• [Task instructions]
Reproduce the records below word for word, keeping every line unchanged.

(Object position labeling entries)
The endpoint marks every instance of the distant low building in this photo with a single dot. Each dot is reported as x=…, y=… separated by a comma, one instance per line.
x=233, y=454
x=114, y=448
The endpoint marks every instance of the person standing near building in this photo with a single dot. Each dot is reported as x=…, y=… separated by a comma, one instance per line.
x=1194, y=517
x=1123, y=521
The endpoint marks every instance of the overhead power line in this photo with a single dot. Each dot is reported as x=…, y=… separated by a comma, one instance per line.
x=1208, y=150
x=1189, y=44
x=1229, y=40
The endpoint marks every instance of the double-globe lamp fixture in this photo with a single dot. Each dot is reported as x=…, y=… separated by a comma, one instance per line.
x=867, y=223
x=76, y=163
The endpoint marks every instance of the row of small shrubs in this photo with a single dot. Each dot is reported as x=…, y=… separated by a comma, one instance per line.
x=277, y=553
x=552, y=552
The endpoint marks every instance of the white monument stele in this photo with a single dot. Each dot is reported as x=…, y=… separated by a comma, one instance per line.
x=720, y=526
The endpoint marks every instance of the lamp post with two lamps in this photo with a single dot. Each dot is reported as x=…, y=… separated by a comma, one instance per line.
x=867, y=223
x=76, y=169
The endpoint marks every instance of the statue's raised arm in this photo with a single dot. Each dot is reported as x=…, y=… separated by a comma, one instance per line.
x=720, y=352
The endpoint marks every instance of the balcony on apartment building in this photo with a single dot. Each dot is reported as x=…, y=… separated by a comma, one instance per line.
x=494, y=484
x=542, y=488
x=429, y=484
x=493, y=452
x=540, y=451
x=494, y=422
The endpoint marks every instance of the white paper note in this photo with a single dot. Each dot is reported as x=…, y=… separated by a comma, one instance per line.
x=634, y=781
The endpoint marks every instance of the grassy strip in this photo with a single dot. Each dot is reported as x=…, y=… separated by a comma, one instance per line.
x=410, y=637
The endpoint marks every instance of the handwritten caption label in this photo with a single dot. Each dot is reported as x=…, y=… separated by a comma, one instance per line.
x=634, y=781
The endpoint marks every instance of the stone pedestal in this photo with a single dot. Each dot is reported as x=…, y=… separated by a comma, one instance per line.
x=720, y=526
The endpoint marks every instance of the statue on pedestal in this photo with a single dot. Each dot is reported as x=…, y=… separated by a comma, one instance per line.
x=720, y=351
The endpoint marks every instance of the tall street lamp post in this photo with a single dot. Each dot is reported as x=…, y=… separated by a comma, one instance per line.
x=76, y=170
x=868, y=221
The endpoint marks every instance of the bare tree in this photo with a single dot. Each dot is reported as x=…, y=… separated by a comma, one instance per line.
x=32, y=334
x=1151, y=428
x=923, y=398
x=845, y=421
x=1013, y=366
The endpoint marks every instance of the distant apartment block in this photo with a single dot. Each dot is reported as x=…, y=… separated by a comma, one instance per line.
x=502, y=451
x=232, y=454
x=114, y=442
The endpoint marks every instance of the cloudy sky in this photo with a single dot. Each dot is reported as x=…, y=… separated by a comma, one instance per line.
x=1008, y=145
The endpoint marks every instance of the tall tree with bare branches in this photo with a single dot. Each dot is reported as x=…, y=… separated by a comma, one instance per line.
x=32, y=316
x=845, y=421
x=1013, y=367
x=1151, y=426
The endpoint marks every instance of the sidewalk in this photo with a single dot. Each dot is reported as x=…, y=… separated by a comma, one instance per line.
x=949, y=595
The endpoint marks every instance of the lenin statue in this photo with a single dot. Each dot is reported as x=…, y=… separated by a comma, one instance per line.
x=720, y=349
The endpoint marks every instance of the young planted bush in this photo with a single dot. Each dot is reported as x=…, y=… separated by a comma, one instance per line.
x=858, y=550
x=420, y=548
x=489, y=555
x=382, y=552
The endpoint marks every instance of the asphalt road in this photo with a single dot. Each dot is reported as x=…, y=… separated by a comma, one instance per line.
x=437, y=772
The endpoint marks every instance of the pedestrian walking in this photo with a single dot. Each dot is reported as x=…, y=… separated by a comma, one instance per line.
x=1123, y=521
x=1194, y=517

• [Output for this task]
The endpoint marks every instance of the distant low building in this photo with a single dot. Each dot is reported as x=…, y=… separated by a comma, one instance per line.
x=233, y=454
x=114, y=448
The endpoint marks every instance of the person standing near building in this photo with a single dot. Each dot is reported as x=…, y=… separated by a comma, one instance per line.
x=1194, y=517
x=1123, y=521
The endpoint marks every instance of the overhead power line in this photo with a single dot. Each dot is reported as x=…, y=… separated by a comma, one instance per line.
x=1208, y=150
x=1189, y=44
x=1229, y=40
The endpoint marks every instance of the double-globe lamp fixture in this photo with a single dot. Each dot is reported as x=…, y=… separated by a comma, one instance per line.
x=867, y=223
x=76, y=163
The endpoint marks every instance of the row of small shrubs in this photo with a single dot. Each dot is reported as x=…, y=… separated by a comma, one instance per line.
x=277, y=553
x=552, y=552
The endpoint marks every instance of the white monument stele in this photo with a single dot. Each dot is reported as x=…, y=… separated by a comma, one instance per line.
x=720, y=526
The endpoint marks every instance of the lamp post with two lamps in this photo with a single dot. Each dot is reported as x=…, y=… separated by a comma, one instance per line.
x=867, y=223
x=76, y=169
The endpoint marks every instance of the statue's raised arm in this photo with a single dot. Each dot is reported as x=…, y=… separated by a comma, one instance per line.
x=720, y=352
The endpoint marks every instance of the balcony on apartment building in this photo with a single dot. Each dot is reported as x=…, y=… separated by a comma, one instance per line.
x=494, y=484
x=542, y=488
x=429, y=484
x=493, y=452
x=540, y=451
x=494, y=422
The endpoint marks every instance of the white paper note in this photo with a single dot. Each dot is reported as x=…, y=… separated by a comma, one instance per line.
x=634, y=781
The endpoint marks every instance of the grassy strip in this photo with a single dot. Each dot is reported as x=…, y=… separated by a comma, one instance per line.
x=410, y=637
The endpoint marks every instance of the handwritten caption label in this photo with a single dot. Each dot is reported as x=…, y=… separated by a comma, one instance per line.
x=634, y=781
The endpoint marks every instance of the stone pedestal in this photo with a single dot. Each dot is reported as x=…, y=… separated by a comma, one instance per line.
x=720, y=526
The endpoint marks every instance of the statue on pedestal in this photo with a single dot. Each dot is reported as x=…, y=… separated by a comma, one instance per line.
x=720, y=351
The endpoint marks every instance of the tall street lamp post in this photo with a single dot. Each dot is reported as x=…, y=… separated by a comma, one instance per line.
x=76, y=170
x=868, y=221
The endpoint marks every instance of the bare tree in this photo with a single dot. Each dot is reported as x=…, y=… separated by a comma, one instance per line.
x=32, y=334
x=1151, y=428
x=923, y=398
x=845, y=421
x=1013, y=366
The endpoint marks every instance of the distant apartment block in this photo with a single dot. Each dot is reported as x=…, y=… separated by a comma, one instance per line.
x=502, y=451
x=232, y=454
x=114, y=442
The endpoint marks every instance of the cloudy sky in this photo with a single dot. Each dot is reported as x=…, y=… separated by a comma, one instance per line.
x=1008, y=145
The endpoint marks every instance of the tall tree with bare branches in this photo with a single dot. Each dot is reported as x=…, y=… separated by a comma, one instance per line.
x=32, y=316
x=845, y=421
x=1013, y=367
x=1151, y=426
The endpoint marks every instance of the sidewalk in this photo with a single dot. Each dot is reported as x=…, y=… separated by a comma, one instance per line.
x=949, y=595
The endpoint marks every instance of the lenin statue in this photo with a single dot. Each dot is reported as x=…, y=… separated by a comma, one instance per line.
x=720, y=349
The endpoint marks every instance of the young planted bush in this photo with a single dot. Each dot is reported as x=…, y=… separated by a comma, one instance per line.
x=858, y=550
x=420, y=548
x=489, y=555
x=382, y=552
The endpoint marks every instance of the asphalt road in this photo with a single dot. Each dot is reported as x=…, y=… separated by a comma, one instance per line.
x=437, y=772
The endpoint marks every instance of the pedestrian walking in this photo with a single dot. Each dot is reported as x=…, y=… separated by a comma, one instance per line.
x=1123, y=521
x=1194, y=517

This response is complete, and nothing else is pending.